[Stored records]
━━━━━━━━━━━━━━━━
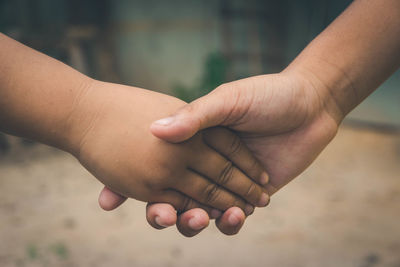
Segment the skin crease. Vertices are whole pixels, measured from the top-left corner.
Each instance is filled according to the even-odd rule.
[[[130,99],[130,93],[126,93],[129,91],[125,90],[126,87],[122,89],[122,86],[93,82],[60,62],[22,47],[0,34],[0,126],[5,132],[73,153],[101,181],[122,195],[137,196],[150,202],[169,202],[178,210],[201,207],[209,211],[194,201],[187,202],[164,191],[171,187],[166,177],[186,177],[189,175],[187,170],[195,165],[185,161],[187,157],[184,155],[193,156],[193,150],[203,152],[201,141],[206,139],[203,138],[206,132],[196,134],[199,130],[217,125],[235,130],[271,172],[267,190],[271,194],[276,192],[315,159],[334,137],[343,117],[398,68],[399,25],[398,0],[354,1],[285,71],[225,84],[210,95],[181,108],[178,111],[180,115],[175,117],[178,123],[173,127],[153,125],[152,133],[166,141],[181,142],[194,136],[188,142],[175,146],[145,138],[144,143],[150,147],[162,144],[164,152],[159,154],[151,154],[140,146],[141,143],[138,143],[138,148],[124,143],[127,134],[134,136],[137,130],[144,132],[140,126],[147,123],[149,127],[150,124],[145,117],[138,117],[137,121],[143,124],[135,125],[136,119],[131,116],[136,110],[130,109],[130,106],[141,107],[141,103],[149,101],[138,98],[143,101],[135,105],[134,98]],[[88,90],[93,84],[96,88],[114,88],[116,94],[99,89],[90,94],[91,98],[85,97],[88,91],[95,91]],[[132,91],[145,95],[140,89]],[[119,98],[118,95],[126,98]],[[114,102],[116,98],[118,101]],[[126,99],[131,101],[124,101]],[[178,108],[165,110],[165,113],[173,114]],[[74,112],[70,113],[71,109]],[[82,110],[84,114],[80,114]],[[157,114],[157,118],[152,119],[162,118],[165,113]],[[106,128],[104,121],[114,127],[111,130]],[[132,129],[133,125],[139,127]],[[142,157],[133,155],[135,149],[140,151]],[[108,152],[110,156],[105,157]],[[132,166],[124,161],[125,158],[119,157],[119,152],[138,162],[143,159],[157,162],[159,168],[149,170],[142,164],[131,170]],[[177,157],[171,157],[171,152]],[[167,154],[169,156],[165,156]],[[183,162],[184,167],[174,165],[177,161]],[[240,164],[240,161],[236,163]],[[252,178],[259,181],[260,175],[256,176]],[[132,177],[137,181],[133,181]],[[143,177],[152,177],[156,182],[140,180]],[[172,179],[178,181],[179,178]],[[246,188],[238,184],[235,184],[236,189]],[[149,188],[157,192],[158,198],[149,194]],[[189,190],[190,195],[196,195],[190,191],[196,188],[199,187],[186,185],[180,190]],[[252,194],[248,192],[242,193],[250,197]],[[123,200],[121,195],[113,195],[109,189],[105,189],[99,198],[100,205],[107,209],[115,208]],[[257,200],[251,202],[255,205]],[[218,206],[223,210],[232,205],[246,209],[244,203],[232,199],[226,203],[231,204],[219,206],[220,203]],[[147,218],[153,226],[168,226],[177,222],[178,229],[187,236],[197,234],[209,220],[207,213],[199,209],[189,210],[177,217],[172,207],[166,204],[149,206],[147,211]],[[161,211],[164,213],[161,214]],[[230,208],[217,219],[217,226],[224,233],[237,233],[244,216],[241,210]]]
[[[77,118],[85,117],[89,123],[87,129],[80,130],[83,135],[79,138],[79,150],[73,154],[101,182],[126,197],[146,202],[169,202],[178,211],[198,205],[186,201],[185,194],[220,210],[232,206],[246,210],[247,204],[242,198],[222,188],[212,202],[202,196],[207,186],[212,185],[207,179],[211,175],[205,174],[216,170],[215,174],[219,175],[228,162],[203,140],[218,144],[231,139],[234,134],[224,129],[210,129],[183,143],[171,144],[149,132],[152,121],[184,104],[177,98],[152,91],[94,81],[82,93],[74,114]],[[215,138],[218,140],[213,141]],[[250,158],[251,154],[246,156]],[[240,160],[247,159],[239,157]],[[260,165],[255,169],[254,165],[251,167],[253,179],[259,180],[263,169]],[[232,174],[232,182],[235,178],[236,187],[228,182],[224,186],[232,186],[234,192],[235,188],[241,190],[235,193],[242,193],[252,205],[259,205],[261,194],[266,190],[238,169]],[[248,191],[246,188],[253,188],[249,195],[244,195]],[[252,209],[248,214],[251,213]]]
[[[177,111],[175,123],[153,124],[151,130],[171,142],[215,125],[236,130],[268,170],[273,193],[309,166],[343,118],[399,68],[399,25],[400,1],[356,0],[283,72],[222,85]],[[160,205],[148,207],[150,224],[171,209]],[[203,215],[193,210],[181,217]],[[167,216],[159,221],[163,219],[171,221]],[[206,219],[201,222],[208,223]],[[190,229],[188,221],[175,221],[184,235],[200,232]],[[226,224],[217,220],[223,233],[240,229],[232,231]]]
[[[201,207],[211,217],[268,204],[257,184],[265,170],[231,131],[214,127],[180,144],[150,133],[152,121],[184,102],[90,79],[2,34],[0,48],[0,130],[73,154],[119,193],[105,191],[100,201],[129,196],[179,212]]]
[[[281,73],[228,83],[214,91],[215,98],[230,91],[237,101],[240,110],[233,109],[224,124],[238,131],[268,171],[270,194],[307,168],[337,132],[337,122],[324,111],[324,99],[306,90],[313,87]]]
[[[224,125],[237,131],[242,141],[266,168],[270,177],[267,191],[272,195],[307,168],[337,132],[338,123],[325,112],[324,100],[320,99],[317,93],[305,94],[306,90],[314,89],[306,80],[292,76],[291,73],[258,76],[217,88],[202,98],[201,103],[200,100],[194,101],[190,111],[197,110],[199,114],[205,111],[207,114],[222,114]],[[246,92],[246,97],[241,97],[243,91]],[[240,110],[223,111],[223,105],[222,108],[214,105],[210,99],[232,99],[231,102],[237,103],[235,106],[240,107]],[[258,108],[260,103],[263,106],[262,110]],[[311,109],[316,106],[319,109]],[[236,115],[243,113],[246,115]],[[224,114],[230,114],[231,117],[223,116]],[[184,116],[182,115],[182,118]],[[270,123],[264,123],[266,116]],[[196,123],[181,122],[180,119],[177,121],[182,125]],[[156,127],[152,127],[153,133],[156,133]],[[179,125],[175,127],[177,132],[180,132]],[[157,133],[159,137],[165,137],[160,132]],[[153,211],[151,207],[148,211],[157,213],[157,210]],[[181,229],[184,235],[192,236],[195,233],[187,227],[185,221],[197,216],[198,212],[192,211],[180,219],[180,225],[184,225]],[[239,225],[230,226],[230,215],[238,217]],[[172,221],[172,215],[167,216]],[[203,222],[207,219],[204,213],[198,216]],[[151,216],[148,216],[148,220],[152,221]],[[152,222],[151,224],[154,225]],[[226,234],[235,234],[242,224],[243,215],[235,208],[228,210],[224,217],[217,220],[217,226]]]

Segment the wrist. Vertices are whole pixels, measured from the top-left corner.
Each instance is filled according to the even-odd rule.
[[[303,59],[299,56],[284,72],[298,76],[304,88],[318,96],[322,111],[329,114],[338,125],[357,105],[352,80],[335,64],[317,57]]]
[[[92,100],[97,83],[98,81],[85,76],[79,86],[73,89],[73,104],[66,112],[64,135],[61,137],[59,148],[75,157],[79,156],[82,139],[90,128],[95,114]]]

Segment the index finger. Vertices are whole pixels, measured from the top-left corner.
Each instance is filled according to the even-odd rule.
[[[222,127],[209,128],[203,132],[203,140],[256,183],[268,183],[269,176],[261,163],[232,131]]]

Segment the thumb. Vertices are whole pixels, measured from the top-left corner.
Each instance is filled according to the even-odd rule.
[[[198,131],[221,125],[229,114],[224,92],[213,91],[180,108],[170,117],[153,122],[153,135],[169,142],[182,142]]]
[[[118,208],[122,203],[124,203],[126,197],[121,196],[118,193],[115,193],[110,188],[105,186],[103,190],[101,190],[99,195],[99,206],[103,210],[113,210]]]

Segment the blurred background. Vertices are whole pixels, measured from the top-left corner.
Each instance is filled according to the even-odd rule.
[[[281,71],[350,0],[0,0],[0,31],[99,80],[191,101]],[[70,155],[0,133],[0,266],[400,266],[400,72],[234,237],[104,212]]]

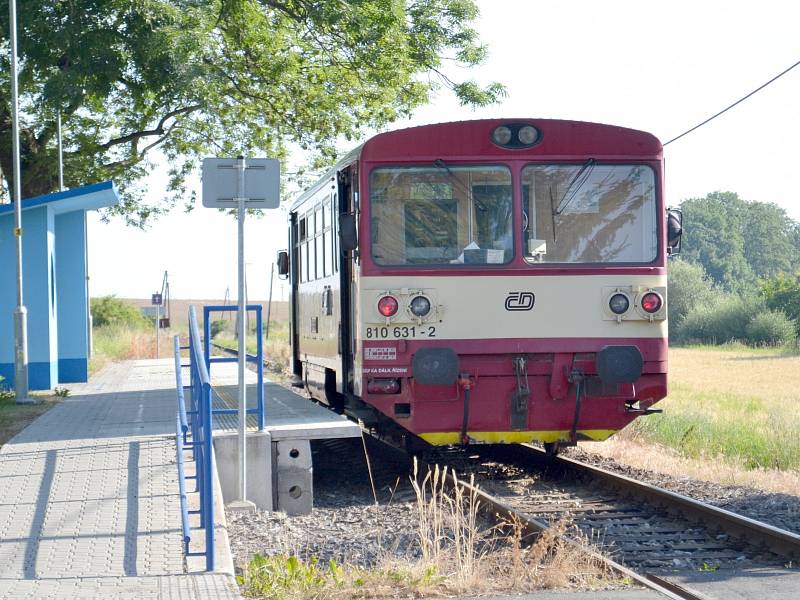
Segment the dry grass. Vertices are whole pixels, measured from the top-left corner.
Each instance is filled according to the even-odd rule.
[[[669,368],[671,383],[776,403],[796,402],[800,386],[800,355],[779,349],[670,348]]]
[[[158,355],[168,358],[173,355],[172,338],[175,333],[162,329],[158,336]],[[89,363],[91,374],[97,373],[110,362],[156,357],[156,333],[154,329],[137,329],[125,325],[97,327],[93,332],[94,353]]]
[[[676,478],[744,485],[800,496],[800,472],[796,470],[748,469],[731,460],[689,458],[672,448],[647,442],[632,430],[625,430],[605,442],[581,442],[580,446],[587,452],[614,459],[620,464]]]
[[[519,593],[546,588],[595,589],[611,581],[603,565],[561,537],[574,534],[569,520],[554,522],[532,544],[522,528],[482,529],[474,485],[447,469],[412,479],[420,557],[387,552],[373,569],[320,565],[296,555],[256,556],[240,578],[245,595],[265,599],[344,600]],[[380,507],[376,506],[380,511]]]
━━━━━━━━━━━━━━━━
PROBLEM DESCRIPTION: Please find every line in the records that contains the word "pixels", and copy it out.

ANSWER TO THE EXERCISE:
Segment the skin crease. Vertices are whole pixels, measured from the top-left corner.
Segment the wrist. Vertices are whole pixels, measured from the top-left corner.
Segment the index finger. Vertices are whole pixels, measured from the top-left corner.
Segment the thumb. Vertices are whole pixels, measured from the top-left corner.
Segment the blurred background. Vertices are whole pixels, measured from the top-left corner.
Segment the dry grass. Vertices are whole pixels, measured from the top-left corner.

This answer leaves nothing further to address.